**Goal of the exercise:** Restate word for word the lines of the data below, from the first through the one that has "positive clicks: (195, 42)".

**Record excerpts:**
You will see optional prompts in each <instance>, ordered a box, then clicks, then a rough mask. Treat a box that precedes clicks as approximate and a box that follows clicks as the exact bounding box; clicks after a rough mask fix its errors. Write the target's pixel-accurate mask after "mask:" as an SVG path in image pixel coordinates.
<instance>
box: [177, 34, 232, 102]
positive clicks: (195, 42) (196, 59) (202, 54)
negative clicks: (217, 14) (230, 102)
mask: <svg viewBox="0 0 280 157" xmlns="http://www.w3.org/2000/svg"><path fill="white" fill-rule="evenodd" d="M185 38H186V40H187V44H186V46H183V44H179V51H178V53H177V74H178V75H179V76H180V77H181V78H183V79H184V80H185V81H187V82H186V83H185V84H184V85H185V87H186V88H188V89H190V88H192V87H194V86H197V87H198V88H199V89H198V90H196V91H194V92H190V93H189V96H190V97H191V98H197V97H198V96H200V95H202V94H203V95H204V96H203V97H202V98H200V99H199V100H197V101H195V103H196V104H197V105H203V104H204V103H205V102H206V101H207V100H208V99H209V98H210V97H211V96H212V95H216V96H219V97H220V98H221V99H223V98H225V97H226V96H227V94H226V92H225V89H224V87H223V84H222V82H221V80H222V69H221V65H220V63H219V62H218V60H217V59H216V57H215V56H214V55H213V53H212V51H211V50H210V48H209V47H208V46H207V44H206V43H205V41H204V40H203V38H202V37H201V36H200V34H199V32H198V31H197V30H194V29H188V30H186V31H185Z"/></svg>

**Exercise solution:**
You will see optional prompts in each <instance>, ordered a box, then clicks, then a rough mask. Treat a box that precedes clicks as approximate and a box that follows clicks as the exact bounding box; clicks after a rough mask fix its errors. Write the target's pixel-accurate mask after "mask:" as an SVG path in image pixel coordinates.
<instance>
box: [177, 34, 232, 102]
positive clicks: (195, 42) (196, 59) (202, 54)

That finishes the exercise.